EXERCISE REQUIREMENTS:
1. In the passage on fecal transplants, change "standard antibiotics" to "conventional antibiotics" and write out the part starting at "As of now, FMT" and ending at "to standard antibiotics.".
2. According to the passage on fecal transplants, how many microorganisms live in the intestinal tract?
3. Pick up the passage on fecal microbiota transplants from its last sentence and keep writing.

EXTRACT:
- - -

Your intestinal tract is a microbiome that is home to 100 trillion microorganisms including bacteria, viruses, fungi, and protozoa. Heterologous FMT is when the feces from a healthy donor is transplanted into another person to restore the gut microbiome and boost health. Here is how FMT works. First, a young and healthy patient will provide their feces for storage and will be used later in life. The storage and processed fecal matter can be ingested in capsules, rectally by enema, or given during colonoscopy.

As of now, FMT has not been approved by the Food and Drug Administration, but the FDA allows its usage only when a patient with Clostridium difficile, a germ that causes severe diarrhea, is unresponsive to standard antibiotics.

- - -

RAW DATA:
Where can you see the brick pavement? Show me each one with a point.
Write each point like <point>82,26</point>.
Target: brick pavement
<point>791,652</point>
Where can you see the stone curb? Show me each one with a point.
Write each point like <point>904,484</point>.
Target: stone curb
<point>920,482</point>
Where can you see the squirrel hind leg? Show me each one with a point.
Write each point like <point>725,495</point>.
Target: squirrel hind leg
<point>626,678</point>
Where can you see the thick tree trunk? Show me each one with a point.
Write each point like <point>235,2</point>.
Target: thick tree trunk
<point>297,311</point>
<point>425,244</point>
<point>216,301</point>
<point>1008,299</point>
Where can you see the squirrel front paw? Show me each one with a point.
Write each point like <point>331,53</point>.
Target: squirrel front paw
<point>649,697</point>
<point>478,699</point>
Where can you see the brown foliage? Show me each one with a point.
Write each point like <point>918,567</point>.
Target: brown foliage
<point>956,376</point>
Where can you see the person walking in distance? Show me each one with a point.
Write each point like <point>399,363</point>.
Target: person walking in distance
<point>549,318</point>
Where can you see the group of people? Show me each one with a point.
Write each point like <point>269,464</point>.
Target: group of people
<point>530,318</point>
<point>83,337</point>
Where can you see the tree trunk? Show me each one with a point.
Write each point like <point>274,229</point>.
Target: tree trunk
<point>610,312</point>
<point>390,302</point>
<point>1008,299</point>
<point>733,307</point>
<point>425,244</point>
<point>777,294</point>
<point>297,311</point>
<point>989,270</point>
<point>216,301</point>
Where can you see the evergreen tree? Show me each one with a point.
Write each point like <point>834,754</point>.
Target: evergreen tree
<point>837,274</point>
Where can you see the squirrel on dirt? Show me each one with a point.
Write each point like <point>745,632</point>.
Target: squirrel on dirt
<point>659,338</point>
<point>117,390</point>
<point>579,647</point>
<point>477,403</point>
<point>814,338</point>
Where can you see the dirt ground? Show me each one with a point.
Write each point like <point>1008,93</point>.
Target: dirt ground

- - -

EXERCISE RESULTS:
1.
As of now, FMT has not been approved by the Food and Drug Administration, but the FDA allows its usage only when a patient with Clostridium difficile, a germ that causes severe diarrhea, is unresponsive to conventional antibiotics.

2. 100 trillion microorganisms.

3.
J. Thomas LaMont, a Gastroenterologist says, “The idea behind a stool transplant is to “reseed the lawn,” so to speak. After exposure to weeks or months of antibiotics (including Vanco) the normal bowel flora — the organisms in your colon that help prevent infection — is weakened. They simply can’t keep C. diff out. In other words, the normal barrier function of the colonic flora is gone, and C. diff gets right back in. So, putting in some normal flora from a healthy donor is like reseeding the lawn — it restores the barrier. When that happens, C. diff cannot get back in, and the infection is cured.”

There is hope for FMT. For example, curing Clostridium difficile with FMT has a 90% success rate. FMT can do many things such as combat inflammatory bowel disease, obesity, and unhealthy aging, as well as rebuild a patient’s gut microbiome after chemotherapy and heavy use of antibiotics.